I am beginning to think that the North of England has incurred the wrath of the gods. In 2020 our annual joint dinner with the Northern Circuit was cancelled as a result of the Covid Pandemic. In 2021, the dinner in Liverpool was struck by a great storm that meant that many of us from the North East were unable to brave the crossing of the Pennines. In 2022, we decided to play it safe and so organised the dinner in Newcastle, the least accessible city in England and then the RMT called a train strike. These obstacles aside a very convivial evening was enjoyed. Master Simon Medland rallied the troops with a rousing speech, and Master Paul Darling kept the London end up by attending and delivering a personal address in which he spoke of his affection for the North Eastern Circuit and the Newcastle Bar in particular. 

It was appropriate that a joint dinner of the Northern and North Eastern Circuit Societies was held in Newcastle. On Tuesday 29 February 1876 the first meeting of the North Eastern Circuit was held in Durham. Resolutions were proposed for the establishment and governance of the new Circuit, and then on Wednesday 8 March 1876 the first Grand Court of the Circuit affirmed those resolutions in the City of Newcastle Upon Tyne.

┄┄┄┄┄┄┄┄┄┄┄┄┄┄┄┄┄┄┄┄

● **Check your understanding**
1. Decide whether each statement agrees with the circuit dinner passage, answering yes or no and quoting the deciding words: (a) The 2022 dinner was held in Liverpool. (b) The first meeting of the North Eastern Circuit took place in Durham. (c) Master Paul Darling did not attend the dinner.
2. Please write the next part of the circuit dinner passage, starting after its final sentence.
The records have no connection to the circuit dinner passage.

● **Dataset content**
┄┄┄┄┄┄┄┄┄┄┄┄┄┄┄┄┄┄┄┄

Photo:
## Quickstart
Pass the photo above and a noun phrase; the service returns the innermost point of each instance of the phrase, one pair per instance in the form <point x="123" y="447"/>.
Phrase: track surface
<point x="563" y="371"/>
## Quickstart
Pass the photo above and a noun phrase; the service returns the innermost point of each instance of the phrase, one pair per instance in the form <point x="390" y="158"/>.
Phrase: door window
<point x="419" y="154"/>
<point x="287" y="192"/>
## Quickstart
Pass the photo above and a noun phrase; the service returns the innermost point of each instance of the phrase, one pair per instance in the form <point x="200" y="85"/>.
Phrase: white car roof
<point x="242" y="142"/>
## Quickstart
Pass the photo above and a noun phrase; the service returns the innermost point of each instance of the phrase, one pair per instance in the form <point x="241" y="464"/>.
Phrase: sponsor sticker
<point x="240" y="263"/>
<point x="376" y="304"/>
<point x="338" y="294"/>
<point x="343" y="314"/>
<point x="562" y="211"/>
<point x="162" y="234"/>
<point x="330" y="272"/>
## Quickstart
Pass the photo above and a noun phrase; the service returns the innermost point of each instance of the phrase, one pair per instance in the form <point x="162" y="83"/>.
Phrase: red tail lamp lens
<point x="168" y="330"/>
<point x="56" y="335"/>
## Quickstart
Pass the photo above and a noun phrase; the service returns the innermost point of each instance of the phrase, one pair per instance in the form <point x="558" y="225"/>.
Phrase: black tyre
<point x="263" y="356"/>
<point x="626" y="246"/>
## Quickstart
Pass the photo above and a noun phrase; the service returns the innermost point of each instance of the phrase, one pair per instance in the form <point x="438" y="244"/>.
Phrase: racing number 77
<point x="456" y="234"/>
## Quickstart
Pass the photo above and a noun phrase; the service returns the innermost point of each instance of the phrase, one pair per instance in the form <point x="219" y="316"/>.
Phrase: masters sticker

┄┄┄┄┄┄┄┄┄┄┄┄┄┄┄┄┄┄┄┄

● **Expected responses**
1.
(a) No: "we decided to play it safe and so organised the dinner in Newcastle"
(b) Yes: "On Tuesday 29 February 1876 the first meeting of the North Eastern Circuit was held in Durham"
(c) No: "Master Paul Darling kept the London end up by attending and delivering a personal address"

2.
The North Eastern has always been a progressive Circuit. On Wednesday 5 December 1923 a special court was held in the robing room at Leeds. At that special Court, Alice Horsman became the first woman to be elected to the Circuit. She was followed shortly afterwards by Helena Normanton. 

Admission to the Circuit did not entitle either entrant to dine at a Bar Mess. The records of the Circuit reveal that the Circuit was adamant that women should not be permitted to dine in the mess. One Burnard expressed the view that ‘some control was obviously desirable over women, but he did not wish to see Circuit mess reduced to the level of a mixed dinner party’. Waugh, the records reveal, expressed similar views but in stronger language.

Quite incredibly it was not until 1957 that women attended a social gathering of the North Eastern Circuit. I am delighted to see that it was held in Middle Temple Hall.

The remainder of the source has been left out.